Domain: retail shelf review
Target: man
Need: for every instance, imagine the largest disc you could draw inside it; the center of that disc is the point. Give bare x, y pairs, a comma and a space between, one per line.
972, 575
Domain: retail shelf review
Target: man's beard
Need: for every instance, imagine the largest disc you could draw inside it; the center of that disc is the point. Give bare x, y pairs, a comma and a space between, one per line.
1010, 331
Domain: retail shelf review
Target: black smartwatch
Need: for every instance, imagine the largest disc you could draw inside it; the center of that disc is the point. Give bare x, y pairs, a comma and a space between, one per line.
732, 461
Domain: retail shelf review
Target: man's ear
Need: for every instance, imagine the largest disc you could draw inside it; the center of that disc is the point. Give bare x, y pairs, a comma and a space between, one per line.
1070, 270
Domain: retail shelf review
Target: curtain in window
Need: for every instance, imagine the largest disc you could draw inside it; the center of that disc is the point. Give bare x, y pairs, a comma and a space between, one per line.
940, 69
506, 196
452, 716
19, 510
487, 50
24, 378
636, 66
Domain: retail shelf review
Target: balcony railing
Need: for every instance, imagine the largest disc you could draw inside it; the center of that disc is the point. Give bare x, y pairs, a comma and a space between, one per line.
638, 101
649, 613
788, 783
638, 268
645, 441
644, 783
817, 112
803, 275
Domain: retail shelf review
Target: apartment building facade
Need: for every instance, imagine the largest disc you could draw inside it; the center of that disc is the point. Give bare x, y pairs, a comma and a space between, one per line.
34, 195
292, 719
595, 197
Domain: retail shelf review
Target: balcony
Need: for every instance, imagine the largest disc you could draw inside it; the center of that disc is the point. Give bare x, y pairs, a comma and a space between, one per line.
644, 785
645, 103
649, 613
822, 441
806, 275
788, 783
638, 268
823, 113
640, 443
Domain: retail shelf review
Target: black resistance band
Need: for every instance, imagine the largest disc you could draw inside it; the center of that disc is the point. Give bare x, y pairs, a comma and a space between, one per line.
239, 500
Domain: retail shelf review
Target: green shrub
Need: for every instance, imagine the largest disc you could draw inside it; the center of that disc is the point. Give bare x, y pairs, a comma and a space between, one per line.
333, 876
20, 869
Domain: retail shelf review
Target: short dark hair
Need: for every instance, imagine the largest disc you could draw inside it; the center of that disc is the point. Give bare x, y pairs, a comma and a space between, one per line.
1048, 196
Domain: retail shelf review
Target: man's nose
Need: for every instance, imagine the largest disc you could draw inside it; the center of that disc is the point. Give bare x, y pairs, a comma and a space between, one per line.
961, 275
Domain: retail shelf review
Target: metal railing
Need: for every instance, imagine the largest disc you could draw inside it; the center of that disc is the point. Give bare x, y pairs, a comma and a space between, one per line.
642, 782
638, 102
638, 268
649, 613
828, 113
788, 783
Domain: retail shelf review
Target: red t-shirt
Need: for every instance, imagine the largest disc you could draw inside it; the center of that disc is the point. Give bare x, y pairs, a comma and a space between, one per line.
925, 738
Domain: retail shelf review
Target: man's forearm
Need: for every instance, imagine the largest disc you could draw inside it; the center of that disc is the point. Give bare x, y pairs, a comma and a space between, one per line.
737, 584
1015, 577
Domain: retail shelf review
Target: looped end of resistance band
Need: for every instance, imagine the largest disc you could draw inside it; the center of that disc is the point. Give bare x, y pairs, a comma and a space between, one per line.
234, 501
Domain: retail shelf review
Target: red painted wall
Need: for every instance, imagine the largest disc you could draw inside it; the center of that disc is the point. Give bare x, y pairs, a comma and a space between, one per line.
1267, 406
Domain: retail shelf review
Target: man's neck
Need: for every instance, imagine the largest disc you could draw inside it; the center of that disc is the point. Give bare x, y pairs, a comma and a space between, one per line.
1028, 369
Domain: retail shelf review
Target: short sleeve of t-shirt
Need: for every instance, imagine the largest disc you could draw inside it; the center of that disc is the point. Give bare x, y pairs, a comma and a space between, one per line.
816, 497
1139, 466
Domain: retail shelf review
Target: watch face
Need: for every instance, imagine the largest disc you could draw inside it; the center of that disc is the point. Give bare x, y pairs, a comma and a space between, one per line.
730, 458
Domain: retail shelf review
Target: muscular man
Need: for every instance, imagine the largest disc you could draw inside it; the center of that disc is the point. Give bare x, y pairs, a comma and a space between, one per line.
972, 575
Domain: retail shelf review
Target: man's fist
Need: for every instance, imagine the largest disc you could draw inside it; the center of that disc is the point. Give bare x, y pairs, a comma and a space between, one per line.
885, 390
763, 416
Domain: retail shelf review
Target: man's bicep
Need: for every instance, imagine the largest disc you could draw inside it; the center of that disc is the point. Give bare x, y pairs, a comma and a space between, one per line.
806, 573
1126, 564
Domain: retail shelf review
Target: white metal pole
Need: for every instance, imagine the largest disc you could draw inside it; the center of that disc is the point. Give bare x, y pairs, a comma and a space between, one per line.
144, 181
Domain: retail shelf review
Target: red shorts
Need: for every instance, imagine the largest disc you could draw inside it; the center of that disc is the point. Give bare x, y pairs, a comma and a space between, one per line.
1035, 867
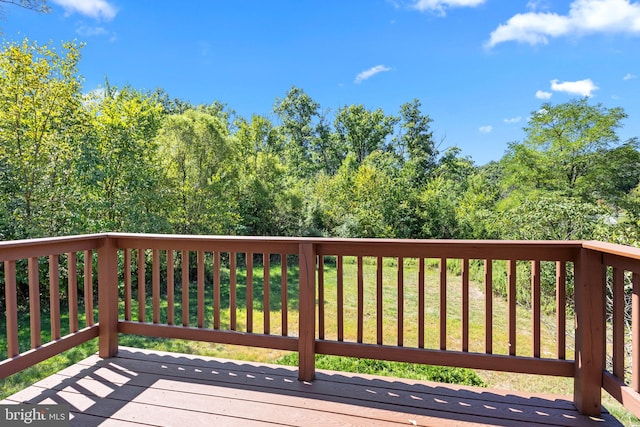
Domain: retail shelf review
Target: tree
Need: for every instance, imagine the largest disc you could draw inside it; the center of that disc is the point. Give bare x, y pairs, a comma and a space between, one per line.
565, 146
40, 116
416, 140
119, 170
200, 162
363, 131
297, 111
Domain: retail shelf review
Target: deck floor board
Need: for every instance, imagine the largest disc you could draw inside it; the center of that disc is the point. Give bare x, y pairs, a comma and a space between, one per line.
143, 387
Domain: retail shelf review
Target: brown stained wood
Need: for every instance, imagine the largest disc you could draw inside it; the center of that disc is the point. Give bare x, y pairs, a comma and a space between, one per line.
34, 302
635, 335
142, 299
400, 308
561, 309
443, 303
155, 285
459, 359
108, 298
200, 289
379, 330
340, 296
54, 296
127, 284
535, 308
421, 303
185, 287
88, 288
11, 302
307, 312
29, 358
284, 298
589, 332
360, 300
511, 303
217, 284
266, 296
488, 306
249, 294
209, 335
72, 266
170, 289
320, 298
232, 291
465, 305
618, 323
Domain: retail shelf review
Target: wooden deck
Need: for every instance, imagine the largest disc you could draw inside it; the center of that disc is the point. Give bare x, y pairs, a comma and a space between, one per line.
148, 388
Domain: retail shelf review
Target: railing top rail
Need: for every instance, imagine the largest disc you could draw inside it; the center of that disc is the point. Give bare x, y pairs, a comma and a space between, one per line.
613, 249
20, 249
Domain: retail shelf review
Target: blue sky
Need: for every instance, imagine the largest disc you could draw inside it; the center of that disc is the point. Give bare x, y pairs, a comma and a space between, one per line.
479, 67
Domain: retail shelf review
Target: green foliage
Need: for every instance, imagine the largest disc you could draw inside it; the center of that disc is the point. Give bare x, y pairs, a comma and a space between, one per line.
392, 369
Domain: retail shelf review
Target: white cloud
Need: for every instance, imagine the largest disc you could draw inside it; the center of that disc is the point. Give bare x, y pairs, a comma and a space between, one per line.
580, 87
440, 6
584, 17
97, 9
367, 74
543, 95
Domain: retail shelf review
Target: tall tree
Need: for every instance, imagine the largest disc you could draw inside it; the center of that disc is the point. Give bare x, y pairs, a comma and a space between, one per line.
40, 105
416, 140
363, 131
298, 113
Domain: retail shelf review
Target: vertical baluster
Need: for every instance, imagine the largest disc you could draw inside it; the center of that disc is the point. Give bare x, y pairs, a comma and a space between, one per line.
283, 296
561, 311
127, 284
443, 303
266, 303
54, 296
142, 303
511, 302
232, 291
88, 287
340, 296
321, 297
170, 289
249, 263
535, 307
421, 303
185, 287
155, 285
379, 331
465, 305
11, 300
72, 261
34, 302
200, 301
216, 290
400, 301
618, 322
360, 300
488, 306
635, 330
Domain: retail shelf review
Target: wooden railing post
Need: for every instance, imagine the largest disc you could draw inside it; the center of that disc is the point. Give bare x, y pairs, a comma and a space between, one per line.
307, 312
590, 332
108, 297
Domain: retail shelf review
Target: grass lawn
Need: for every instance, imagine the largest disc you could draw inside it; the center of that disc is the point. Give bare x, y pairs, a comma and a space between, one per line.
529, 383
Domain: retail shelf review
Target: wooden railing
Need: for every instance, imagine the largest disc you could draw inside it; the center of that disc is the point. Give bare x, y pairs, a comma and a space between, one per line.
402, 300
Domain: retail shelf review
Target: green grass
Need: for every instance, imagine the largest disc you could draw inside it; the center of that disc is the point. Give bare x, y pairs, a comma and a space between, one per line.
530, 383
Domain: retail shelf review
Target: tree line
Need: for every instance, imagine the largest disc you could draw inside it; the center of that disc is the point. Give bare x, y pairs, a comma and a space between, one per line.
120, 159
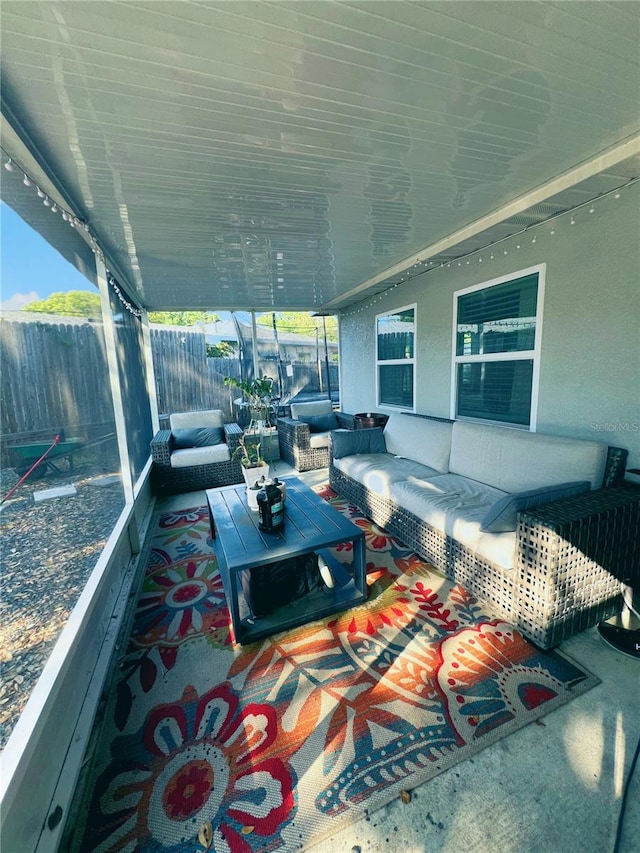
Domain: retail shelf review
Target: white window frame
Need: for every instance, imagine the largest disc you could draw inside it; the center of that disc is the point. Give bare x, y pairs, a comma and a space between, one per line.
403, 361
531, 354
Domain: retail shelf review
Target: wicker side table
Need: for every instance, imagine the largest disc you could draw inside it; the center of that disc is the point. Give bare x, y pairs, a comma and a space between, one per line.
573, 556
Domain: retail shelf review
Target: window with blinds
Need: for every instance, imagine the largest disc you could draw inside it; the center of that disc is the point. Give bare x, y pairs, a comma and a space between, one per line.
395, 357
496, 349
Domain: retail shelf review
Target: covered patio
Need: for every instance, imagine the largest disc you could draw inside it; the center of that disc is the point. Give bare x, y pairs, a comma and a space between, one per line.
370, 160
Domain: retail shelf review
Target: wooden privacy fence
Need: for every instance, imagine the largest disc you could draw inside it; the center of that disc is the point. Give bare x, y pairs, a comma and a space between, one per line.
54, 376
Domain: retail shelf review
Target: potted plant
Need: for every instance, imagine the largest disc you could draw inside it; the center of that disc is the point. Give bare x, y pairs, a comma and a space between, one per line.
258, 393
253, 465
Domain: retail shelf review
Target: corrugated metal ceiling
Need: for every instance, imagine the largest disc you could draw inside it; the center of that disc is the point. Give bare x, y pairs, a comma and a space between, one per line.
299, 155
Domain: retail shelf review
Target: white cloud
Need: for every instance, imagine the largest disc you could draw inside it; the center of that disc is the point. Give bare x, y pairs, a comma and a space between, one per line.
18, 301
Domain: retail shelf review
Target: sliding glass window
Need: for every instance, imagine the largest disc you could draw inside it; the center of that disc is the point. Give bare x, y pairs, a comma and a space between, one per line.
395, 358
496, 350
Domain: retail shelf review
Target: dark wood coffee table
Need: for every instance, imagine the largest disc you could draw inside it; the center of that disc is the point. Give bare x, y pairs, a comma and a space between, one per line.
310, 525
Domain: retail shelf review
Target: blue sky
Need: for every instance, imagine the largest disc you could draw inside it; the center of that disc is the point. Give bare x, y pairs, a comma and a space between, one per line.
30, 268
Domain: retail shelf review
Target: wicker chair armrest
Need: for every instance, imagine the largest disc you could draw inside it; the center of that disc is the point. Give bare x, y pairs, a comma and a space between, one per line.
603, 525
581, 507
295, 433
161, 447
345, 421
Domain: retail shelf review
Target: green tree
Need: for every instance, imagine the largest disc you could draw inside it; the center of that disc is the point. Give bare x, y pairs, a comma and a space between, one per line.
182, 318
223, 349
73, 303
301, 323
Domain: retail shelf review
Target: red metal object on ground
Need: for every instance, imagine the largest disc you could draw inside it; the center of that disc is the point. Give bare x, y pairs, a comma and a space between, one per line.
56, 441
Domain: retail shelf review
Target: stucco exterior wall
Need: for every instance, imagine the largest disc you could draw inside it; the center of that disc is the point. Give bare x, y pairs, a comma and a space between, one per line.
590, 356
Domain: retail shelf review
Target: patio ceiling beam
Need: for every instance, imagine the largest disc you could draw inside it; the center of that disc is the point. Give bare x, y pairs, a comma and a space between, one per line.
605, 160
25, 154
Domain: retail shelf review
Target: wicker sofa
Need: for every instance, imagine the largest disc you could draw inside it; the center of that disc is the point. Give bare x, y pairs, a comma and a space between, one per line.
551, 567
304, 442
181, 463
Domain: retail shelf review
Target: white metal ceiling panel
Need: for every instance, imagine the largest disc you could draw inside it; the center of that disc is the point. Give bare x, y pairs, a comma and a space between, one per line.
279, 154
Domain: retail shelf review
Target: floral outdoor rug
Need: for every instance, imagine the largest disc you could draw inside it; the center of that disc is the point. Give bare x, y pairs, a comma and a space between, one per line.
278, 744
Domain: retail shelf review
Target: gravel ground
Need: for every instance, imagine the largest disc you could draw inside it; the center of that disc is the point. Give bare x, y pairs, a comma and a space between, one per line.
49, 549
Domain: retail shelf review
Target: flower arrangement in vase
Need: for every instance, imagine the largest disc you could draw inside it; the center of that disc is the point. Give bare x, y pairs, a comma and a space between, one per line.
259, 394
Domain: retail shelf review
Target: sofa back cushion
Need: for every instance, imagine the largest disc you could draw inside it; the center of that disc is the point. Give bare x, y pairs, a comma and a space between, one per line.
190, 420
426, 441
312, 408
351, 442
514, 460
197, 437
320, 423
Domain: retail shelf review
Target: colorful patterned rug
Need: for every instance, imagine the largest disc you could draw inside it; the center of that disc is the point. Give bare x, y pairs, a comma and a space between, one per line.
277, 745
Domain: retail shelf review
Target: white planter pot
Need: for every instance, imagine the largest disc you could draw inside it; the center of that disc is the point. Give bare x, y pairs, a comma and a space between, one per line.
252, 474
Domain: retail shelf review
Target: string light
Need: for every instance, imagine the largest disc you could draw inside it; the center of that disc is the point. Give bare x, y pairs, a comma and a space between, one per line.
74, 221
123, 300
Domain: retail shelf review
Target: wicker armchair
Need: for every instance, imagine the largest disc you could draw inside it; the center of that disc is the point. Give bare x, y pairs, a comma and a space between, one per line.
302, 447
176, 470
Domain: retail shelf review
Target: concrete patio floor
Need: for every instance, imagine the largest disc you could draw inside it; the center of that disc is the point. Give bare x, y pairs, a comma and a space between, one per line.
555, 787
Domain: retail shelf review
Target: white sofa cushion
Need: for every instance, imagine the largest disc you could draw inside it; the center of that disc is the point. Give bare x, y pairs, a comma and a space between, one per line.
426, 441
514, 460
377, 471
312, 408
189, 420
319, 439
200, 456
456, 505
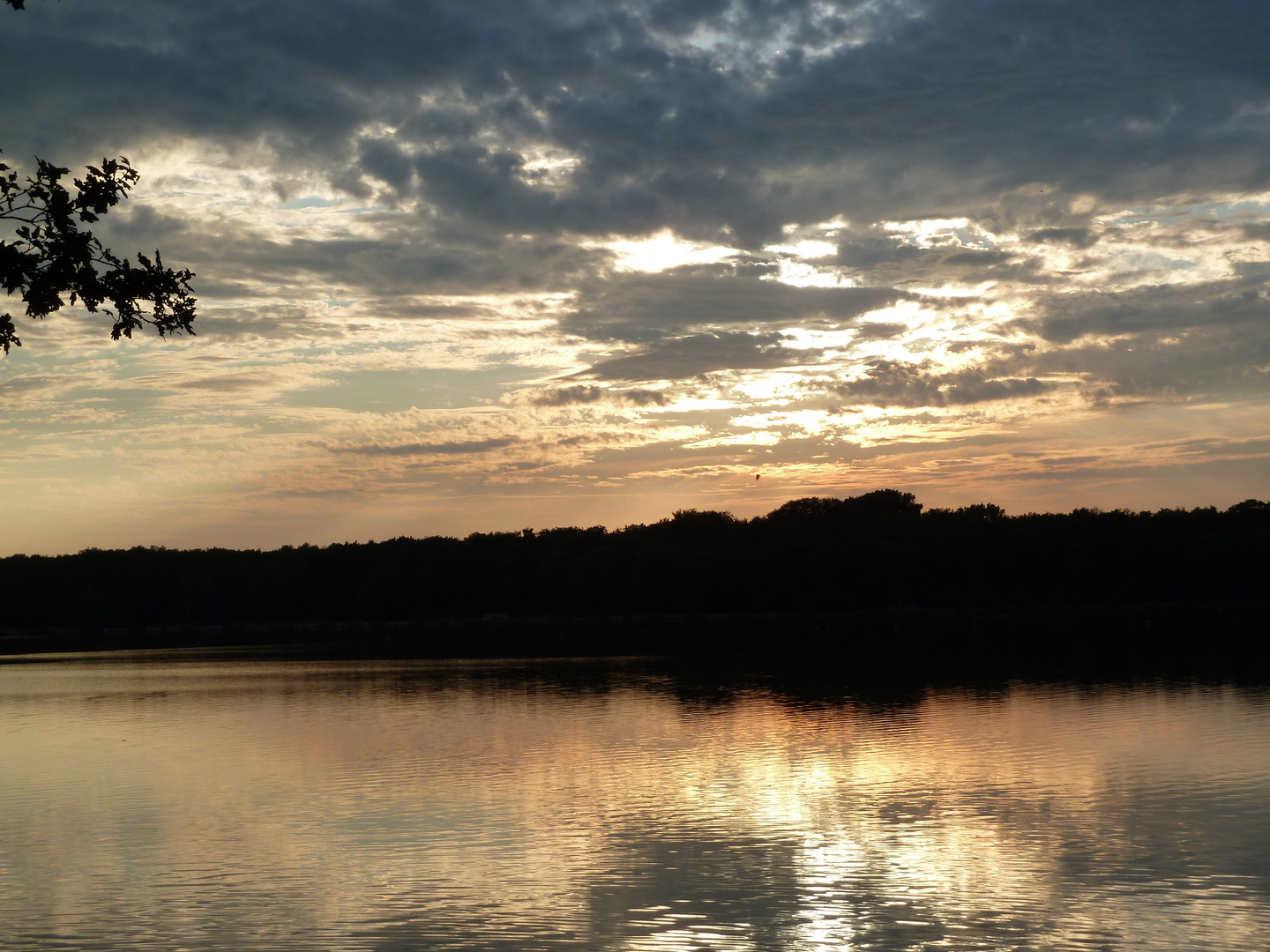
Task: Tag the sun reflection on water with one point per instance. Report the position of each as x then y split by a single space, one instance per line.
415 807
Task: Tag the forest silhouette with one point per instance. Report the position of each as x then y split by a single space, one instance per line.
871 574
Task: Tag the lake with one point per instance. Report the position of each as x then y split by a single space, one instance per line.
181 802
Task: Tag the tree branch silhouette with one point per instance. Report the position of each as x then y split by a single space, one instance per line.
54 258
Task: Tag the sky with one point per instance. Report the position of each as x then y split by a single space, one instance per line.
471 265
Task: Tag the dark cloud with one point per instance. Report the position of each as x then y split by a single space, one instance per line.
1076 238
572 397
693 355
868 111
1168 308
444 449
646 306
900 383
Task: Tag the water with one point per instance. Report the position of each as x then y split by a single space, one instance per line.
274 805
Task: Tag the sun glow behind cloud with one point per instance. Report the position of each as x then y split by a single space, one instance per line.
419 286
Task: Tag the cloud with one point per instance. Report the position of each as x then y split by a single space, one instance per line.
444 449
572 397
895 383
693 355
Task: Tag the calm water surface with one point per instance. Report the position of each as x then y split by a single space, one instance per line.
297 805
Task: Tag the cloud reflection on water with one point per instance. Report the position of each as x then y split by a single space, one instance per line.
498 807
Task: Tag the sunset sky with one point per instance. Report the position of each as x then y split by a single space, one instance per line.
470 264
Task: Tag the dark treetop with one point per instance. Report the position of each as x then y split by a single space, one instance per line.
875 551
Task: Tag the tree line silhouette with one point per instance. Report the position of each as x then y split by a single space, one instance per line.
878 551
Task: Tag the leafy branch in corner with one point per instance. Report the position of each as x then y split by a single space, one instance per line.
54 258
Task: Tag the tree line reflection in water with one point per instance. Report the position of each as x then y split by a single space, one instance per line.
265 804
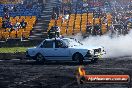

* * *

WORK ITEM:
Copy, please, exactly the lines that start at the first line of the data and end at the line containing "Target: balcony railing", both kept and no others.

ANSWER SECTION:
Domain: retail shelf review
Target: man
Need: for every instance, imagine the largest disc you could draw inside it; the center of that disc is the point. Give bare x, y pairs, a comma and a space between, one per line.
972, 575
Domain: retail shelf review
Target: man's beard
Need: for every instance, imagine the largest disc you could draw inside it; the center of that disc is the point. Give bare x, y pairs, a comma and a space between, one per line.
1010, 331
Domain: retail shelf review
Target: black smartwatch
Need: for every instance, imagine the largest disc you could draw inside it; the center of that disc is the point. Give bare x, y pairs, a comma and a space between, one per line.
732, 461
Domain: retail shelf review
Target: man's ear
Need: for every instance, imagine the largest disc you could draw inside it; the center of that disc is the point. Give bare x, y pairs, a comma and a space between, one per line.
1070, 270
Domain: retail shelf review
Target: curtain in window
Need: for every instance, imagine the largest disc you could draw inside it; the center of that disc is the point. Give bare x, y pairs, a comma and a space between, one per line.
940, 69
506, 196
452, 716
19, 510
487, 50
24, 378
636, 66
Domain: retail shelf review
Target: balcony railing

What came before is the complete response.